What you have to do: Restate the material word for word and leave out anything that is a picture.

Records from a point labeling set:
***

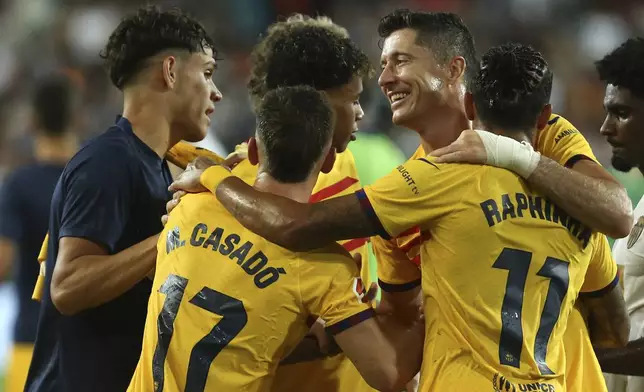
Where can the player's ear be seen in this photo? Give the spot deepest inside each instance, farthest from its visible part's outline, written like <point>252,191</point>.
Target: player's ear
<point>253,154</point>
<point>170,71</point>
<point>470,109</point>
<point>456,68</point>
<point>544,117</point>
<point>329,161</point>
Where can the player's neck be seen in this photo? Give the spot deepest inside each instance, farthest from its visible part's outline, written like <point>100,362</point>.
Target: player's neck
<point>440,131</point>
<point>300,192</point>
<point>55,149</point>
<point>149,122</point>
<point>518,135</point>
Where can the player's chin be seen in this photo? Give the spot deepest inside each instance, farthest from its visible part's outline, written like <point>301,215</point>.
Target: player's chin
<point>341,147</point>
<point>197,133</point>
<point>400,118</point>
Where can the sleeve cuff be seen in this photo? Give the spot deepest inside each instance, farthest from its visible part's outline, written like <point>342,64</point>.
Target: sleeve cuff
<point>213,176</point>
<point>398,287</point>
<point>576,158</point>
<point>371,214</point>
<point>601,292</point>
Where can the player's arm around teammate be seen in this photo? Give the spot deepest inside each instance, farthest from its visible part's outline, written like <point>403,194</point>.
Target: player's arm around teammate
<point>583,188</point>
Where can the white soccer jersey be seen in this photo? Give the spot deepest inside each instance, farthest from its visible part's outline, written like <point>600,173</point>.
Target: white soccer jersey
<point>629,252</point>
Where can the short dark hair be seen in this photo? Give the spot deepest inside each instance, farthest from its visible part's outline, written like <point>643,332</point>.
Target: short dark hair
<point>305,51</point>
<point>147,33</point>
<point>294,125</point>
<point>54,102</point>
<point>623,67</point>
<point>444,33</point>
<point>512,87</point>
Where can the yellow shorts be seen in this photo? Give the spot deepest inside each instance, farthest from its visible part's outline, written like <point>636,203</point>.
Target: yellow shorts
<point>19,362</point>
<point>335,374</point>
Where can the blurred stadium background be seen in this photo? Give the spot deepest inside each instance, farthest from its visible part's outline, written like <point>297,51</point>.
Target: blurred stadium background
<point>41,36</point>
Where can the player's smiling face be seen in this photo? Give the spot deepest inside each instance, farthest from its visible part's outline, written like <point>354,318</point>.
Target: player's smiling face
<point>411,79</point>
<point>345,101</point>
<point>197,94</point>
<point>623,127</point>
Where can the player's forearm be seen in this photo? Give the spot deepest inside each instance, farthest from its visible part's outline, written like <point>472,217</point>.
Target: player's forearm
<point>293,225</point>
<point>601,204</point>
<point>90,281</point>
<point>627,361</point>
<point>407,343</point>
<point>309,350</point>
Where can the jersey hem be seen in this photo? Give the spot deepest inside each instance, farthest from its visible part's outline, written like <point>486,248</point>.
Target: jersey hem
<point>398,287</point>
<point>350,321</point>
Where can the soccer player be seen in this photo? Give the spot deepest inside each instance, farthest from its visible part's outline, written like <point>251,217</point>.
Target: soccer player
<point>318,53</point>
<point>624,130</point>
<point>229,305</point>
<point>485,257</point>
<point>106,207</point>
<point>427,60</point>
<point>24,208</point>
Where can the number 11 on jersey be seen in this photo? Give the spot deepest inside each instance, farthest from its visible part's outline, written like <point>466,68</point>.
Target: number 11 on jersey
<point>517,263</point>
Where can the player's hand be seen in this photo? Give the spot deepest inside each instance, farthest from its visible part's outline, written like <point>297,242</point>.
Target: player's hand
<point>372,292</point>
<point>201,163</point>
<point>189,181</point>
<point>412,386</point>
<point>169,206</point>
<point>468,148</point>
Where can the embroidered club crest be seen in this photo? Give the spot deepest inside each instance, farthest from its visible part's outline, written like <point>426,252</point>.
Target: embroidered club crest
<point>636,232</point>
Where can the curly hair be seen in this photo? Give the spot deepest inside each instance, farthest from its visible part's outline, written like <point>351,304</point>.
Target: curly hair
<point>294,125</point>
<point>623,66</point>
<point>147,33</point>
<point>305,51</point>
<point>512,87</point>
<point>444,32</point>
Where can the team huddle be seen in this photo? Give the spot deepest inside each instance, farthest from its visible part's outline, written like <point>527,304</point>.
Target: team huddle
<point>493,263</point>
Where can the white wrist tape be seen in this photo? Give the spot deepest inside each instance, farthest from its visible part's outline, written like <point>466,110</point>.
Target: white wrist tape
<point>509,154</point>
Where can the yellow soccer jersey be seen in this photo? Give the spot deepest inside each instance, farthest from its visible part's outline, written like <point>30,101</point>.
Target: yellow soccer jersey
<point>504,267</point>
<point>559,140</point>
<point>562,142</point>
<point>227,305</point>
<point>336,373</point>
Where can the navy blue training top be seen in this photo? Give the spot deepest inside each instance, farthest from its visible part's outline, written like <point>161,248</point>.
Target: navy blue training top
<point>113,192</point>
<point>25,198</point>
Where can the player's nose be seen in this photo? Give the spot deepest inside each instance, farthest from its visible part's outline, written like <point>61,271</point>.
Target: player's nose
<point>386,77</point>
<point>215,94</point>
<point>607,128</point>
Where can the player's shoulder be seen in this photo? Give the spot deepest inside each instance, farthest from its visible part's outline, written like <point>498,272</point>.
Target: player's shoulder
<point>344,165</point>
<point>557,128</point>
<point>332,253</point>
<point>246,171</point>
<point>430,163</point>
<point>110,149</point>
<point>29,176</point>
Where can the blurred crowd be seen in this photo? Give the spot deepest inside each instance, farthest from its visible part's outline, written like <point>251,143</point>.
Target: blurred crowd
<point>38,37</point>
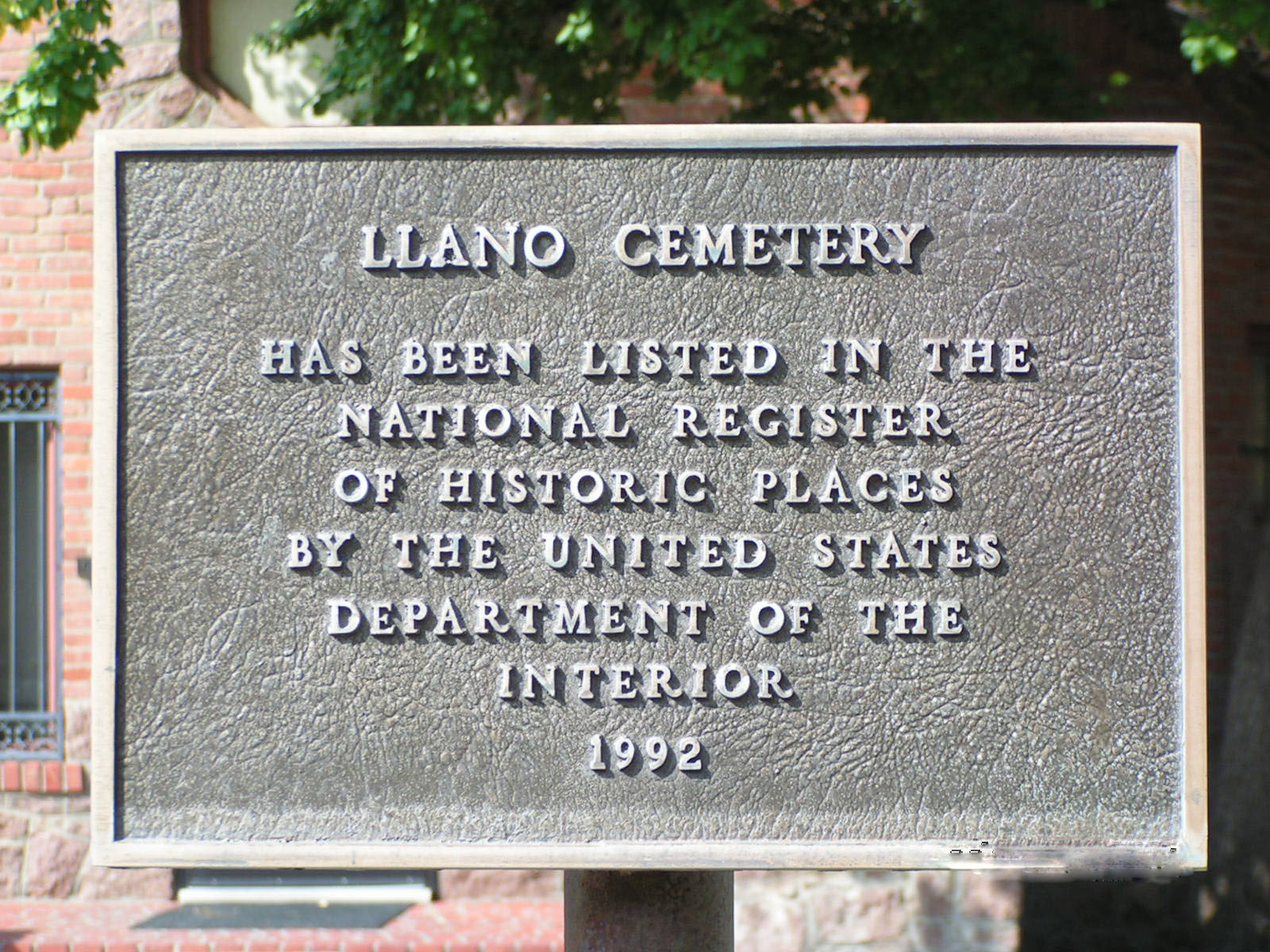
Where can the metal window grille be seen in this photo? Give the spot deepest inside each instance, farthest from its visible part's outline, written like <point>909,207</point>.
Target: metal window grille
<point>31,683</point>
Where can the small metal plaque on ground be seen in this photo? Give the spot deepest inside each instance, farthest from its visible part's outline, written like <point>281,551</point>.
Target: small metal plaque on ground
<point>652,498</point>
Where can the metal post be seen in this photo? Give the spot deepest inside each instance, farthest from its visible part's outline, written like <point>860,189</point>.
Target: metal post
<point>637,912</point>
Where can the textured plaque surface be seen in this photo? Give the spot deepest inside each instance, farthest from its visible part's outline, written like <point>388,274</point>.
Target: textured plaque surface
<point>1049,712</point>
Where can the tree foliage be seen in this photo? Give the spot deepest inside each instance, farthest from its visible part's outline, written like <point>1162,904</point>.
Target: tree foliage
<point>474,61</point>
<point>1216,32</point>
<point>465,61</point>
<point>59,88</point>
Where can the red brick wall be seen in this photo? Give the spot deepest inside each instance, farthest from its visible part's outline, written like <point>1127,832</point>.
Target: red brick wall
<point>46,321</point>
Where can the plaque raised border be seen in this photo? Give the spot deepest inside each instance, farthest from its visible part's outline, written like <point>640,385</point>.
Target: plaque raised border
<point>112,848</point>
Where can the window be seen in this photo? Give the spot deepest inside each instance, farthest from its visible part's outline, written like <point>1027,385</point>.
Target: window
<point>31,704</point>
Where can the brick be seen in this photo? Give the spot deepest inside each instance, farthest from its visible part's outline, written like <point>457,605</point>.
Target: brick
<point>991,898</point>
<point>52,865</point>
<point>10,871</point>
<point>38,171</point>
<point>75,778</point>
<point>869,916</point>
<point>933,892</point>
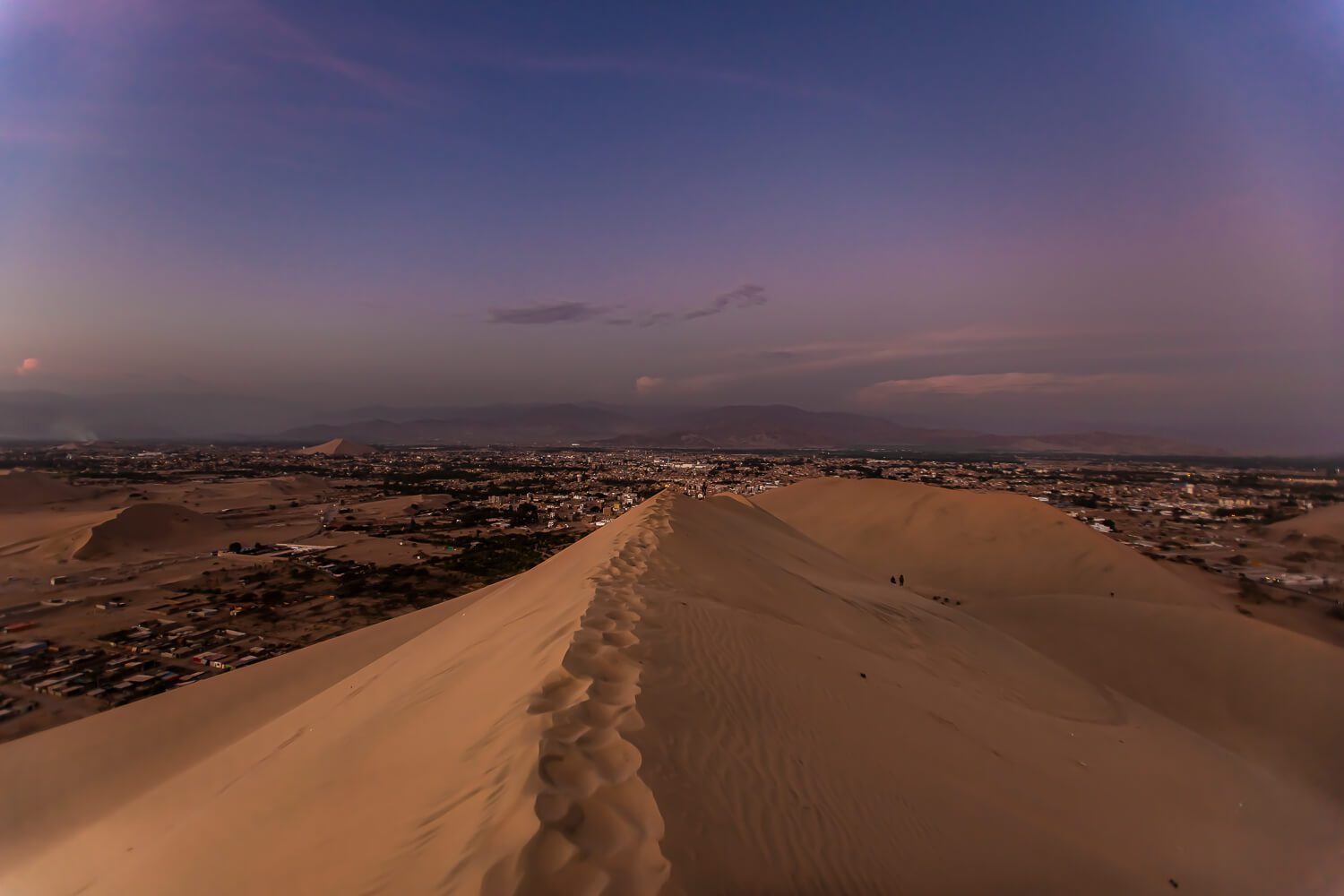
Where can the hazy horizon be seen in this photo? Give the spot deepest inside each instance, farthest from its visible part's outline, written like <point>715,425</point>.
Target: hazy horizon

***

Response:
Where can the player's ear be seen in this photo? Give the spot deepest inside each instance, farthest from its visible part's outline, written like <point>252,191</point>.
Target: player's ear
<point>253,154</point>
<point>170,71</point>
<point>470,109</point>
<point>456,68</point>
<point>544,117</point>
<point>329,161</point>
Where can the player's neck be seen in this photo? Give the spot deepest inside each instance, farthest from its visible part's outline, written like <point>100,362</point>.
Target: player's neck
<point>440,131</point>
<point>300,192</point>
<point>55,149</point>
<point>149,122</point>
<point>518,135</point>
Where can the player's chin be seen in this photo? Give the spot deepest inside each instance, farthest from its visible part's outline, written like <point>301,215</point>.
Target: player's chin
<point>341,147</point>
<point>197,133</point>
<point>400,118</point>
Where can the sleeve cuff be seen in this photo? Give the spot deepest inside each instance, farthest from its visible part's outline, written like <point>342,64</point>.
Target: sleeve cuff
<point>213,176</point>
<point>398,287</point>
<point>576,158</point>
<point>371,214</point>
<point>601,292</point>
Where can the player's arm around teammate be seen in this photo? Give the spot deepest inside each instance, farthest from its visible part's outline, written like <point>403,194</point>.
Target: player's arm around teammate
<point>583,188</point>
Where can the white soccer jersey be seen in this photo? Give the spot deepest inside each instance, farthest from its visible part's outline, written like <point>600,173</point>.
Target: white soccer jersey
<point>629,252</point>
Where can the short dark hair be seen in this photo? Give the spot deepest inside each instance, farthest from its visible part's outline, written like <point>643,332</point>.
Target: short dark hair
<point>305,51</point>
<point>147,33</point>
<point>294,125</point>
<point>54,102</point>
<point>623,67</point>
<point>444,33</point>
<point>512,87</point>
Where can the yellow shorts be seen in this photo? Give the spot deepest inside each instance, farthest from its visible part's outline, written like <point>636,203</point>.
Target: yellow shorts
<point>19,362</point>
<point>335,374</point>
Where can the blurred stadium background be seen in this photo? Give the spot deepest inside each instance, farthest from its visible part's outline, written like <point>297,51</point>.
Target: blurred stadium background
<point>41,36</point>
Where can the player's smiling face be seen in this photo? Give the spot deepest inside each instance, farthest from its visible part's outline, written like <point>354,318</point>.
Target: player's smiling face
<point>411,79</point>
<point>345,101</point>
<point>197,94</point>
<point>623,127</point>
Where can the player's forearm be seen in this photo? Give the spot deepest inside each instance, farthest from its visible part's outline, written like <point>472,217</point>.
Target: player's forearm
<point>293,225</point>
<point>601,204</point>
<point>90,281</point>
<point>627,361</point>
<point>407,343</point>
<point>309,350</point>
Where can the jersey hem be seen in this photo? Give the spot deepest inside each instance, farthest from its visible part's outline, written like <point>486,248</point>.
Target: jersey hem
<point>398,287</point>
<point>350,321</point>
Where can the soccer player be seen in this photo? Give the spot deepest inside each instance, farthest from its visible part's outline, written like <point>251,217</point>.
Target: soccer player
<point>318,53</point>
<point>624,130</point>
<point>229,305</point>
<point>485,257</point>
<point>106,207</point>
<point>427,60</point>
<point>24,208</point>
Where can the number 11 on jersey be seen in this photo? Give the spot deepest inside each instance, farthest from its visible part's outline, written like <point>466,68</point>.
Target: number 11 on jersey
<point>517,263</point>
Where can the player's hand be seen in this photo? Give the spot deepest inside each instance, farthest from its visible part's outline, written like <point>297,242</point>.
Target: player's hand
<point>372,292</point>
<point>201,163</point>
<point>189,181</point>
<point>412,386</point>
<point>169,206</point>
<point>468,148</point>
Where can the embroidered club crest be seen in this photo? Give the spot deepest inside each instance, farthest from its visible part's outline, written like <point>426,252</point>.
Target: embroidered club crest
<point>636,232</point>
Where can the curly hair be seen in this photo? Give the spot deepest inside each instance, farthest from its visible part's outline, written like <point>351,304</point>.
Target: curly hair
<point>294,125</point>
<point>623,66</point>
<point>147,33</point>
<point>305,51</point>
<point>512,87</point>
<point>444,32</point>
Where can the team huddle be seen in this photo? Give the spot deepest inside each instance, farthest from its visible part's outline, written like <point>527,304</point>.
Target: team huddle
<point>493,263</point>
Where can the white wrist tape be seen in this photo? Give the spot deepest inside each instance, farthest from its visible part's outline, written like <point>466,110</point>.
Target: white wrist tape
<point>509,154</point>
Where can the yellow soccer jersey be seen in this photo? Give the spot deepest inside each instance, farthest from its visible part's outline, written like <point>30,101</point>.
Target: yellow soccer jersey
<point>504,267</point>
<point>559,140</point>
<point>562,142</point>
<point>227,305</point>
<point>336,373</point>
Where can the navy blue training top be seen in this photo? Give the spot deepest inside each instance, farthest from its visible part's outline, written like <point>161,248</point>.
Target: navy blue training top
<point>113,192</point>
<point>25,198</point>
Where can the player's nose be seen in this photo? Give the spot deepest inside each instance, farthest from its visible part's outline, written like <point>61,271</point>.
Target: player's nose
<point>386,77</point>
<point>215,94</point>
<point>607,128</point>
Where can the player's shoulder be seen in this photo? Give the spot deepest inside each instance, farthest from its visible part's outline, written like <point>498,272</point>.
Target: player's shoulder
<point>344,165</point>
<point>557,128</point>
<point>332,253</point>
<point>246,171</point>
<point>430,163</point>
<point>110,149</point>
<point>29,176</point>
Where can the blurred crowd be seen in this photo? Give the spot deepest inside each instance, farthest from its visible part's outline, written like <point>251,143</point>.
Target: blurred crowd
<point>38,37</point>
Where can the metal window grille be seen in this photo? Give the spot deepest inside each instance, farthest from its visible part's outline, written like <point>909,207</point>.
Target: metal window grille
<point>31,683</point>
Where can the small metal plaque on ground be seen in this photo? Give the spot deepest inside each instance, farthest from its visible part's outline, written like <point>281,551</point>.
Target: small metal plaque on ground
<point>652,498</point>
Where can the metal post be seen in this photo? Give the spot deepest inside each instance, farthest from its visible part's outline, written like <point>860,189</point>.
Target: metal post
<point>637,912</point>
Where can the textured plaque surface be seen in this photo? Give the spot deepest inside each instance, farthest from its visible part's outline, written like <point>388,274</point>.
Target: textured plaque surface
<point>1049,712</point>
Where can the tree foliage be seen in this photo? Give the spot deepest inside each instance, farthest from its visible part's outline, written like <point>1162,904</point>.
Target: tree foliage
<point>474,61</point>
<point>1216,32</point>
<point>465,61</point>
<point>59,88</point>
Where can the red brick wall be seen in this photo? Give the spot deepest inside each instance, farthest from its visible part's outline, written like <point>1127,832</point>.
Target: red brick wall
<point>46,321</point>
Where can the plaque raised border be seen in this photo? Give the spot deepest inside each instance, farthest from its visible part's outline, written like <point>640,385</point>.
Target: plaque raised border
<point>112,848</point>
Where can the window be seen in this photo? Give the spot deepest inside each instance, farthest from its visible part's outline, written like <point>1027,385</point>.
Target: window
<point>31,704</point>
Where can the brick be seen in this photo? Give the spot deepest inside each instance, farthest from its visible part's outline, written like <point>457,605</point>.
Target: brick
<point>991,898</point>
<point>52,865</point>
<point>10,871</point>
<point>38,171</point>
<point>75,778</point>
<point>869,916</point>
<point>933,892</point>
Where can the hazy horizon be seen in this photo? Give the spot deepest inside each instance, farthest from its visible part's outline, written like <point>715,425</point>.
Target: hazy horizon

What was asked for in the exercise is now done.